DESCRIPTION OF THE TASK =>
Print the listing in its entirety and exactly, leaving out images.
=== Section Start ===
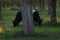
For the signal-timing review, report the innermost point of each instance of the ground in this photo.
(44, 32)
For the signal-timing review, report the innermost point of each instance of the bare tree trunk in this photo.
(27, 16)
(52, 10)
(42, 4)
(33, 4)
(13, 3)
(0, 9)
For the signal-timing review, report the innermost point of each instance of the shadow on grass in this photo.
(42, 35)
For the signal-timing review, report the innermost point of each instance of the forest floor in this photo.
(46, 31)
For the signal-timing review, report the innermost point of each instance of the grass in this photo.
(44, 32)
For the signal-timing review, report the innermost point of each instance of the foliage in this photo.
(43, 32)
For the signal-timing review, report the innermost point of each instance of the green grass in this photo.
(44, 32)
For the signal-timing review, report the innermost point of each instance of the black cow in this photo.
(18, 18)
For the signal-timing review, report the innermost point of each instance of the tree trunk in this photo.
(52, 10)
(0, 9)
(27, 16)
(42, 4)
(33, 4)
(13, 4)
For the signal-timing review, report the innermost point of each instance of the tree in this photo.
(27, 17)
(52, 10)
(42, 4)
(0, 9)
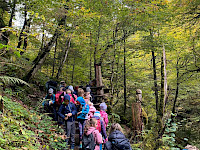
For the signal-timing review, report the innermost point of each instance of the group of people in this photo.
(72, 105)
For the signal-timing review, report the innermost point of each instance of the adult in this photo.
(116, 139)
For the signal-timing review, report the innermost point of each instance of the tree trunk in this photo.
(41, 58)
(54, 57)
(21, 33)
(155, 79)
(177, 86)
(73, 69)
(66, 53)
(162, 95)
(90, 56)
(125, 98)
(26, 36)
(41, 47)
(165, 78)
(96, 44)
(12, 13)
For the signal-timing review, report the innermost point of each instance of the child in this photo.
(103, 113)
(87, 96)
(91, 128)
(83, 113)
(117, 139)
(73, 97)
(92, 110)
(100, 126)
(68, 111)
(52, 105)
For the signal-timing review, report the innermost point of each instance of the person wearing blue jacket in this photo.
(82, 115)
(67, 111)
(116, 139)
(51, 105)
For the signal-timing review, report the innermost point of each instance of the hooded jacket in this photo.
(92, 110)
(117, 141)
(85, 108)
(97, 137)
(65, 109)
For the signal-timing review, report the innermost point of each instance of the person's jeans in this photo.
(70, 131)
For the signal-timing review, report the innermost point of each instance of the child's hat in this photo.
(103, 106)
(81, 101)
(50, 91)
(97, 115)
(88, 89)
(71, 88)
(67, 97)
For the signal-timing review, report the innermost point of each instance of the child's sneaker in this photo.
(80, 146)
(72, 147)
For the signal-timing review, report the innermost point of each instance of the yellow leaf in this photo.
(36, 15)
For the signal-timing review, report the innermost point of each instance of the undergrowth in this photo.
(21, 128)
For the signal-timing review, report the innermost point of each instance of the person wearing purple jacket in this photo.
(102, 128)
(67, 111)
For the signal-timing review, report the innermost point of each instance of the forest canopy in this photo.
(148, 45)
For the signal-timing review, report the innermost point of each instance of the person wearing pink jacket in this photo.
(103, 113)
(97, 136)
(92, 110)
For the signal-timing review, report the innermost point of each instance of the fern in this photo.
(12, 80)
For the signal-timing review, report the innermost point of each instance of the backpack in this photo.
(99, 125)
(104, 117)
(120, 144)
(88, 142)
(51, 84)
(58, 99)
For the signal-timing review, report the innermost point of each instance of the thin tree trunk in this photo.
(41, 58)
(21, 33)
(66, 53)
(73, 69)
(54, 57)
(165, 78)
(41, 47)
(26, 36)
(162, 95)
(177, 86)
(96, 44)
(155, 79)
(12, 13)
(125, 98)
(90, 56)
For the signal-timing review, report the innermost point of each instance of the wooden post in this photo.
(137, 115)
(99, 82)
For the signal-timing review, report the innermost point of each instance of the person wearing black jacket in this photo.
(116, 139)
(67, 111)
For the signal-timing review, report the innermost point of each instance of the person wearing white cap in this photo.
(52, 106)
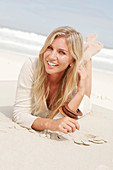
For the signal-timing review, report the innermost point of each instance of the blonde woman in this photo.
(62, 73)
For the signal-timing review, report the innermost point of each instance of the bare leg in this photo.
(92, 48)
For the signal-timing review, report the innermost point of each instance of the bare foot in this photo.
(92, 50)
(89, 39)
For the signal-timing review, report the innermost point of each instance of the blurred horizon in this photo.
(41, 16)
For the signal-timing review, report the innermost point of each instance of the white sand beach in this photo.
(87, 149)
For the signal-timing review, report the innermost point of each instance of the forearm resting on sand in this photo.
(65, 124)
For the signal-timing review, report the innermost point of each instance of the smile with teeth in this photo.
(51, 64)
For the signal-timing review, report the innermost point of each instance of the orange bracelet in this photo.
(78, 113)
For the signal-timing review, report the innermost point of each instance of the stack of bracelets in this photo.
(66, 111)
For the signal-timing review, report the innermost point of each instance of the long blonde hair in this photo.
(40, 89)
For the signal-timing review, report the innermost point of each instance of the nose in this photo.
(53, 55)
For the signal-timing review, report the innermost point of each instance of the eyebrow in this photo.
(60, 48)
(63, 49)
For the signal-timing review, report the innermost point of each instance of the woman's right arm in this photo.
(65, 124)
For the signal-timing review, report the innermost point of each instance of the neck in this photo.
(54, 79)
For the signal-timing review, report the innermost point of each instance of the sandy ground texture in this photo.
(88, 149)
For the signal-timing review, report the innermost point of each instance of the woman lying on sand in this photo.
(54, 90)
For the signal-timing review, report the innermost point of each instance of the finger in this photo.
(68, 128)
(72, 125)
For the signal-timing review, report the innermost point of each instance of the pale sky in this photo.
(42, 16)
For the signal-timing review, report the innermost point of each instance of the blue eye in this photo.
(49, 47)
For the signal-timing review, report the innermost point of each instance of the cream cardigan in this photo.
(22, 107)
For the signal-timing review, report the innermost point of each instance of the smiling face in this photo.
(57, 57)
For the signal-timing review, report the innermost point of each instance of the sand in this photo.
(87, 149)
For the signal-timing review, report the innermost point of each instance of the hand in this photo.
(82, 79)
(65, 125)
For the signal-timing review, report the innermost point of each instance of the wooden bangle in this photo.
(78, 113)
(69, 113)
(61, 111)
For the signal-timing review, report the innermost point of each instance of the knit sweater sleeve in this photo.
(22, 107)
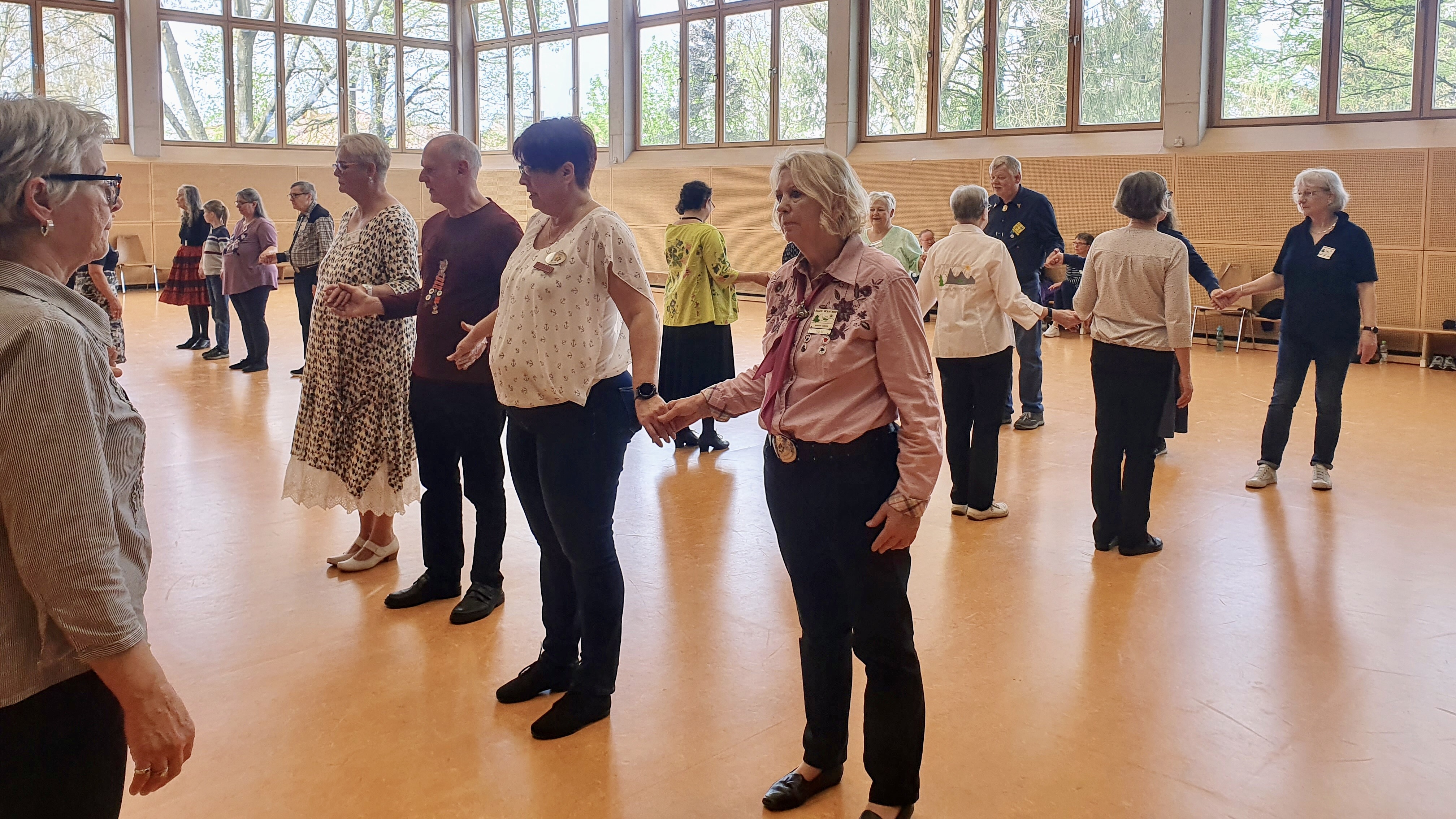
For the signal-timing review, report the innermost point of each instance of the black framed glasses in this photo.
(113, 184)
=== Section End ===
RESULT FOR THIS TASK =>
For the signal-timing review, report the innermost point of each instance of the ground in this photo.
(44, 32)
For the signal-timing review, report the innermost point of each instance of the bare tree trunk in this photo.
(27, 16)
(52, 10)
(42, 4)
(33, 4)
(13, 3)
(0, 9)
For the signal-timing review, report the innermost point of each instance of the shadow on grass in this photo.
(42, 35)
For the signal-timing review, report the innermost point of each instance of the forest floor in this photo.
(46, 31)
For the signal-timing review, report the innermost point of each instance of the grass in this photo.
(44, 32)
For the signal-timing review, report the innermost point of each instance of the foliage in this photo.
(43, 32)
For the signal-timing review, report the innermost point of each instance of the green grass in this photo.
(44, 32)
For the signal-timing review, report the innermost point of each instance of the black cow in this photo.
(18, 18)
For the signal-timing review, report the innermost point of each instance of the tree trunk in this photo.
(52, 10)
(0, 9)
(27, 16)
(42, 4)
(33, 4)
(13, 4)
For the signal-timing review, report the innermost point of each instance of the tree in this photo.
(27, 17)
(52, 10)
(42, 4)
(0, 9)
For the signal-timing review, report the innermost point of each instance of the group of people in this photo.
(72, 105)
For the signal-timing review, report the innermost point of each instance of the adult in this photo.
(116, 139)
For the signal-timing review, report the innermost point of each instance of the tree trunk in this photo.
(41, 58)
(54, 57)
(21, 33)
(155, 79)
(177, 86)
(73, 69)
(66, 53)
(162, 95)
(90, 56)
(125, 98)
(26, 36)
(41, 47)
(165, 78)
(96, 44)
(12, 13)
For the signal-timing review, report the innermost point of each instance of the child in this photo.
(103, 113)
(87, 96)
(91, 128)
(83, 113)
(117, 139)
(73, 97)
(92, 110)
(100, 126)
(68, 111)
(52, 105)
For the signal-timing review, report the innermost point of each instance of the person wearing blue jacket in this photo.
(82, 115)
(67, 111)
(116, 139)
(51, 105)
For the signal-timing review, report the innermost point of each instance of the hooded jacket in this photo.
(92, 110)
(117, 141)
(85, 108)
(97, 137)
(65, 109)
For the signal-timing review, report the innermost point of each instance of the person's jeans in this photo.
(70, 131)
For the signal-timing review, report the innermost point of each instance of the child's hat in this photo.
(103, 106)
(81, 101)
(50, 91)
(97, 115)
(88, 89)
(71, 88)
(67, 97)
For the signal-timing review, report the innermost point of each instance of the child's sneaker in this photo.
(80, 146)
(72, 147)
For the signal-timing review, report the innermost point of each instance of the yellow leaf in this photo.
(36, 15)
For the signal-timing review, report the innermost point of each instance of the undergrowth in this photo.
(21, 128)
For the signal-timing review, report the innermost point of each instance of the person wearing purple jacket in this photo.
(102, 128)
(67, 111)
For the signal-timing review, report the innermost point of each instance of the forest canopy in this photo.
(148, 45)
For the signal-timing review, report the innermost point of each instance of the person wearing pink jacket in this photo.
(103, 113)
(97, 136)
(92, 110)
For the signal-timing review, report the innermost point of each instance of the fern in this photo.
(12, 80)
For the signal-timing review, report the innermost point of each instance of the backpack in this photo.
(99, 125)
(104, 117)
(120, 144)
(88, 142)
(51, 84)
(58, 99)
For the signal-timing review, report the innermost point of each instance of the thin tree trunk in this photo.
(41, 58)
(21, 33)
(66, 53)
(73, 69)
(54, 57)
(165, 78)
(41, 47)
(26, 36)
(162, 95)
(177, 86)
(96, 44)
(155, 79)
(12, 13)
(125, 98)
(90, 56)
For the signal-timing review, report the innermost point of each instance of the wooden post in this photo.
(137, 115)
(99, 82)
For the signal-timing review, report the innermost point of each instance of the person wearing black jacket in this photo.
(116, 139)
(67, 111)
For the signal-timing review, report the innermost point of each instance of the person wearing white cap in this photo.
(52, 106)
For the signal-timing review, report the innermost point of each instance of the blonde woman in this photo.
(62, 73)
For the signal-timing review, report the innermost point of each instance of the bare leg in this photo.
(92, 48)
For the signal-timing review, report the innermost point of each instance of the bare foot in this photo.
(92, 50)
(89, 39)
For the signal-timing review, report the innermost point of each instance of the blurred horizon in this photo.
(41, 16)
For the signal-timing review, report the innermost point of each instance of the white sand beach in this photo.
(87, 149)
For the signal-timing review, report the innermost point of each instance of the forearm resting on sand in this photo.
(65, 124)
For the signal-timing review, report the innermost point of each instance of the smile with teeth in this photo.
(51, 64)
For the signal-timing review, report the innermost point of each instance of the orange bracelet in this photo.
(78, 113)
For the signal-timing review, report the innermost point of each instance of the stack of bracelets in this photo.
(66, 111)
For the signal-timing review, report the innermost point of each instance of the long blonde hair in this photo.
(40, 89)
For the signal-timing review, report the innermost point of each instance of the nose in this photo.
(53, 55)
For the signal-timing review, report the innermost point of each instance of the eyebrow in this photo.
(60, 48)
(63, 49)
For the signal-timing review, report the innermost point of each instance of the woman's right arm in this photo.
(65, 124)
For the signal-timing review, report the innermost point of each instance of the neck in this photo.
(54, 79)
For the signal-timing review, report the innermost point of each instance of the sandy ground texture in this photo.
(88, 149)
For the signal-timing review, report the innermost point of each instance of the woman lying on sand in this photo.
(54, 90)
For the signal-timing review, report the innermost point of each instance of the finger in this photo.
(68, 128)
(72, 125)
For the signal-timing review, report the innermost point of each instance of the pale sky in this photo.
(42, 16)
For the signal-timing review, report the innermost point of each instance of the blue eye in this photo.
(49, 47)
For the signal-timing review, report the innermost point of each instance of the cream cardigan in this photo.
(22, 107)
For the signal-timing review, report the innermost point of each instance of the smiling face in this photo.
(57, 57)
For the signal-timing review, report the innermost point of each instance of the sand in this photo.
(87, 149)
For the signal-timing review, report the innermost point of each instance of the hand in this photo.
(82, 79)
(65, 125)
For the signal-timing review, report the innermost point of each instance of the wooden bangle in this photo.
(78, 113)
(69, 113)
(61, 111)
For the signal-timing review, report the innermost point of each instance of the knit sweater sleeve in this photo.
(22, 107)
For the signal-timing review, report the innermost point of each instance of the black framed glasses in this photo.
(113, 184)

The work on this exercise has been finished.